TEXT EXCERPT
============

ARTICLE 4. REPRESENTATIONS AND WARRANTIES OF SELLER.
----------------------------------------
4.1 Representations and Warranties of Seller.
----------------------------------------
Seller represents and warrants to Purchaser as follows:
4.1.1 Corporate Organization and Standing.
-----------------------------------
Seller is a corporation duly organized, validly existing and
in good standing under the laws of Delaware and has all corporate
power and authority to own or lease its properties and to carry on the
business of the Business as presently conducted. Seller has delivered
to Purchaser complete and correct copies of the Articles of
Incorporation of Seller and by-laws of Seller. Seller is qualified to
do business as a foreign corporation and is in good standing in each
of the jurisdictions set forth in Schedule 4.1.1 attached hereto and
made a part hereof, which are the only jurisdictions in which the
nature of the Business as now being conducted by Seller or the
property owned or leased by Seller for the benefit of the Business
makes such qualification, licensing or registration necessary except
where the failure to be so qualified would not have a material adverse
effect on the Purchased Assets or the results of the operation of the
Business.
15
4.1.2 No Conflict.

============

Stored items
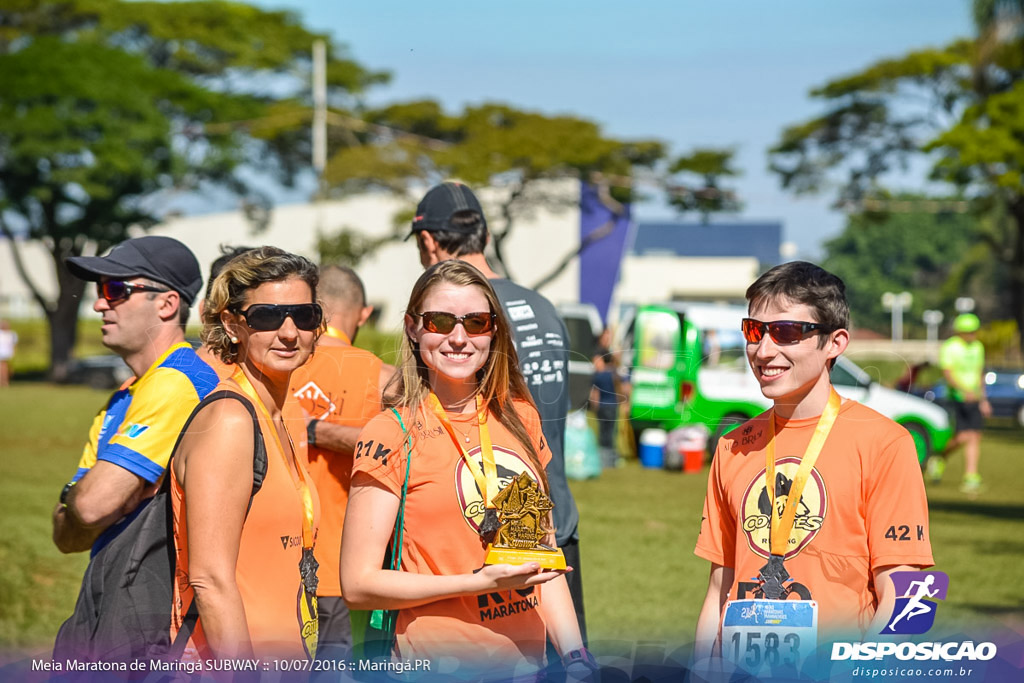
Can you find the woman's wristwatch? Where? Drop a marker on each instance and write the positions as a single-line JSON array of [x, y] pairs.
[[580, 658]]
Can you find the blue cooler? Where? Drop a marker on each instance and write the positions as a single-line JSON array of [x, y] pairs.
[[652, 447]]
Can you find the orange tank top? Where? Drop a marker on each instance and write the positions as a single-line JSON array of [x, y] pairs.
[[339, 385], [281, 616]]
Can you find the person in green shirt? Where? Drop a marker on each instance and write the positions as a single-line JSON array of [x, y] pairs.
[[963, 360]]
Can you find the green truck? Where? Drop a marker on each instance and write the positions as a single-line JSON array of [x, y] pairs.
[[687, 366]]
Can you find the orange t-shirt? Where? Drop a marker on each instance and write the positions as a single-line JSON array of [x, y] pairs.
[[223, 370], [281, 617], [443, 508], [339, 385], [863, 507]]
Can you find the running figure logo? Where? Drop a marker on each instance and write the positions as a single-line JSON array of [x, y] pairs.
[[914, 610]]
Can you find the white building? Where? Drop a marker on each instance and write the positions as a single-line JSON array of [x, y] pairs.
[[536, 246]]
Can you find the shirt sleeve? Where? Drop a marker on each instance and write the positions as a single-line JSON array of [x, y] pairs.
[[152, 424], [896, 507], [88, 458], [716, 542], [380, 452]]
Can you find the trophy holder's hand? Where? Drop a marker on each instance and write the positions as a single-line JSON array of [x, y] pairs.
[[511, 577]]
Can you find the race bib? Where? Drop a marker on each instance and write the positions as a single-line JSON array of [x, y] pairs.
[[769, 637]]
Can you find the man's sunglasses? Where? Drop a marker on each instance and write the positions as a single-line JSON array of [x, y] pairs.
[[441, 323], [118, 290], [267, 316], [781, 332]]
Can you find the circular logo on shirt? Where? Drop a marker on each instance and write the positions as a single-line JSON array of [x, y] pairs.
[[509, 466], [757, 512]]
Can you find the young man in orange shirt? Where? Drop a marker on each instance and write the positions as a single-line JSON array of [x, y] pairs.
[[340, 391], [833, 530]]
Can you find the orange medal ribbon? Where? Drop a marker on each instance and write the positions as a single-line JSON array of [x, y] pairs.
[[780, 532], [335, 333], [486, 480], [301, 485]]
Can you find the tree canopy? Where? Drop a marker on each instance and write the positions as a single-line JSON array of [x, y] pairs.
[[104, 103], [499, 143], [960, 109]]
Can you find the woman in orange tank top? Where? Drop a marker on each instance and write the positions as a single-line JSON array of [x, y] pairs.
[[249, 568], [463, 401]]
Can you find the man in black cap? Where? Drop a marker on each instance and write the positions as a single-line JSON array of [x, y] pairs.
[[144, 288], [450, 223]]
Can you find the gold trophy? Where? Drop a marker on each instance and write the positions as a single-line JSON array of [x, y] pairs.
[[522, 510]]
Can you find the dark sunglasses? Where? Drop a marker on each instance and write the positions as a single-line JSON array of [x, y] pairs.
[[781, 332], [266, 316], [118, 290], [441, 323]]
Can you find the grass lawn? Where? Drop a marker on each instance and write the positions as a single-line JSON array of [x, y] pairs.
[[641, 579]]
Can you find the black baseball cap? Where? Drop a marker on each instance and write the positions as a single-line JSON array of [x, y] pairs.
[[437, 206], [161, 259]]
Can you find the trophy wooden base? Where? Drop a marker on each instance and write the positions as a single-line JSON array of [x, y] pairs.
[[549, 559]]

============

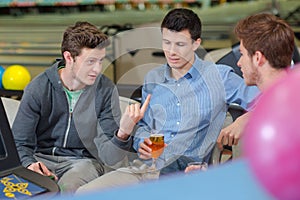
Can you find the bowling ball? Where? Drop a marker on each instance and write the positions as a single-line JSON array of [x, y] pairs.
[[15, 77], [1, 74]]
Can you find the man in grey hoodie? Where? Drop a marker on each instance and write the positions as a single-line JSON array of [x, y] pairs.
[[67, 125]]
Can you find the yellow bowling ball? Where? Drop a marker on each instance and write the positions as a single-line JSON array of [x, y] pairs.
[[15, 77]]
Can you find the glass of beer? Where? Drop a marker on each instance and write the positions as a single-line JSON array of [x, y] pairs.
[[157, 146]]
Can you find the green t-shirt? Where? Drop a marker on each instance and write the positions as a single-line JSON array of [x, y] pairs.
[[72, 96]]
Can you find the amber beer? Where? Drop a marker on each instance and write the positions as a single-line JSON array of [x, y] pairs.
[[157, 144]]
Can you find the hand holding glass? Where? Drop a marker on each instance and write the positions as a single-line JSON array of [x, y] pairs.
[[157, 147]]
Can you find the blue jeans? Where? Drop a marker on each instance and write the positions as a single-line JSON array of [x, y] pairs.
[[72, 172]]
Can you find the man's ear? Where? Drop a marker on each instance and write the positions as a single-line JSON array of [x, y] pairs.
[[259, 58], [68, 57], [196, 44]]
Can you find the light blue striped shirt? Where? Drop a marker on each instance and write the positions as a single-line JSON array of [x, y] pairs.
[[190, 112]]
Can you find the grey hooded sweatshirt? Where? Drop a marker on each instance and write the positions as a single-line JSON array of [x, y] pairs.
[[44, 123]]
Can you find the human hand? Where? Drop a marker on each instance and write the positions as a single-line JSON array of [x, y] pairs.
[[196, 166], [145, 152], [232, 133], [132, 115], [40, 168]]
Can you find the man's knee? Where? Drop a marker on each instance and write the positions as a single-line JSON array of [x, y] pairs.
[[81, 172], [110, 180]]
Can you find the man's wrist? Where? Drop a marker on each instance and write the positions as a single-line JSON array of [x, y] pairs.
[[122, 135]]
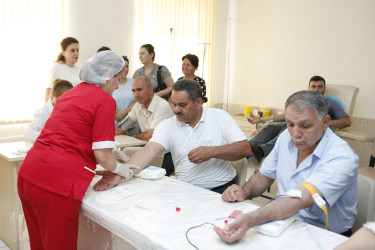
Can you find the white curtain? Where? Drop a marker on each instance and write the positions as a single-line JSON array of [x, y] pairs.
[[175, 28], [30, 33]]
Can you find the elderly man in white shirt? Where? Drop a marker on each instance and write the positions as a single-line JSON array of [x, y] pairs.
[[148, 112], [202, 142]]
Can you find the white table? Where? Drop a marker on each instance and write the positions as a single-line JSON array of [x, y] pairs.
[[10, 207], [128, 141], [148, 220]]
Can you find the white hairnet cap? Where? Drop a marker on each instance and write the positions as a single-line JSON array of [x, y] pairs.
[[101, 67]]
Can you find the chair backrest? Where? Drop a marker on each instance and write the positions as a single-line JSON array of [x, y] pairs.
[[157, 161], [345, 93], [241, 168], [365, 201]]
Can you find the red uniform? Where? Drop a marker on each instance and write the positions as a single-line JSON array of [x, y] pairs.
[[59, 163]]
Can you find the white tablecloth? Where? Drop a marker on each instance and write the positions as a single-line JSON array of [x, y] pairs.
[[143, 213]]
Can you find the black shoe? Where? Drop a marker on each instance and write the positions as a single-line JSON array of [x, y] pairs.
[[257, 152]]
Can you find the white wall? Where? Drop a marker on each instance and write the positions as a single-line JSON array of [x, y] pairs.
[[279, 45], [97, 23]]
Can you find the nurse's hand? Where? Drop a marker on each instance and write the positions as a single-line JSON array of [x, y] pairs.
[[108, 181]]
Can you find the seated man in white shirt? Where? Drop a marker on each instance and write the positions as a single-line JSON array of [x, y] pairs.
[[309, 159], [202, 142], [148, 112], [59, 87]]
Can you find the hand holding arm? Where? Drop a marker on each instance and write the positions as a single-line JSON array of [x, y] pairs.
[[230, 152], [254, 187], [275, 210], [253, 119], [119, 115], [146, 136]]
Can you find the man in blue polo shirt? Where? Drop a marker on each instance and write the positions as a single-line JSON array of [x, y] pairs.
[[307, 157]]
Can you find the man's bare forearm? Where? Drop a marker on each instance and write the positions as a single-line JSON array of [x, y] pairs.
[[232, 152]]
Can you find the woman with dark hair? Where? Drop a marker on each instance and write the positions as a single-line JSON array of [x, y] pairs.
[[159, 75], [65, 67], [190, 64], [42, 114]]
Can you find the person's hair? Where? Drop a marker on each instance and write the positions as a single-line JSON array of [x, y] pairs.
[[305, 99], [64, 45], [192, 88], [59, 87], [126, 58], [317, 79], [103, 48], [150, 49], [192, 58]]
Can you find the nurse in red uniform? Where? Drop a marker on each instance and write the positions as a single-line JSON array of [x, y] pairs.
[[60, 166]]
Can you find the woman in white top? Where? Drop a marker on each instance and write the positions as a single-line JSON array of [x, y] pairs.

============

TASK REQUIREMENTS
A) Under the laws of which state is Seller organized, according to the article on the seller's representations and warranties?
B) Carry on the article on the seller's representations and warranties from its final line.

EXPECTED RESPONSES
A) Delaware.

B)
-----------
The execution, delivery and performance of this Agreement, and
any necessary approval of this Agreement by the Bankruptcy Court, does
and will not:
(i) conflict with or violate any provision of any Certificate of
Incorporation or by-laws (or other charter or governing documents) of
Seller (to the extent that such document is then governing such
entity);
(ii) conflict with or violate any law applicable to Seller or by
which any property or asset of Seller is or may be bound or affected,
except for any such conflicts or violations that, individually or in
the aggregate, could not reasonably be expected to have a material
adverse effect on the Purchased Assets or the results of the operation
of the Business; or
(iii) assuming that all Required Consents (as defined in Section
6.7 hereof) have been obtained or deemed by operation of the Sale
Order to have been given, result in any breach of or constitute a
default (or an event which with or without notice or lapse of time or
both would become a default) under, or give to others any right of
termination, amendment, acceleration or cancellation of, or result in
the creation of a Lien, on any property or asset of Seller under any
note, bond, mortgage, indenture, contract, agreement, commitment,
lease, license, permit, franchise or other instrument or obligation to
which Seller is a party or by which Seller or any of its assets or
properties is or may be bound or affected, except for such breaches,
defaults or other occurrences which, individually or in the aggregate,
could not reasonably be expected to have a material adverse effect on
the Purchased Assets or the results of the operation of the Business.
16
4.1.3 Contract Asset Statements; SEC Documents; Financial
Statements.
-----------------------------------------------------
(a) Attached as Schedule 4.1.3 is a statement setting forth the book
value of the Purchased Assets and the assets purchased pursuant to the U.K.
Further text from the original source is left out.